Exercise details
Set out the lines below as a numbered list, skipping any blank lines. Leave the pictures out of your answer.

Lines from a data source

+ + + + +

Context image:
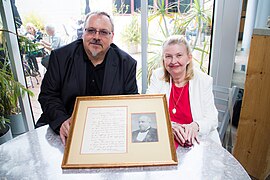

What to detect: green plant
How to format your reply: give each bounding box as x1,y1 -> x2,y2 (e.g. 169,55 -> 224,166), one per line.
122,15 -> 141,45
0,29 -> 34,128
137,0 -> 212,82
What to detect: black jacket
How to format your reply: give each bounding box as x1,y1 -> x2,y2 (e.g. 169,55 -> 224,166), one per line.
36,39 -> 138,133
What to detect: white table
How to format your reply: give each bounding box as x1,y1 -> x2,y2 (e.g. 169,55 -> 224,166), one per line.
0,126 -> 250,180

+ + + + +

Response below
1. Context image:
2. What to detect: green plant
3. How to format your reply: give each bounding box as x1,y1 -> x2,y2 (e.g. 169,55 -> 224,166), one per line.
4. 122,15 -> 141,45
5. 0,29 -> 34,128
6. 137,0 -> 212,82
7. What to detect: black jacket
8. How to format your reply: give each bounding box as x1,y1 -> x2,y2 (e.g. 169,55 -> 224,166), one per line.
9. 36,39 -> 138,133
10. What to detect: white table
11. How to format your reply: give each bounding box as x1,y1 -> x2,y2 (e.g. 169,55 -> 224,166), one per line.
12. 0,126 -> 250,180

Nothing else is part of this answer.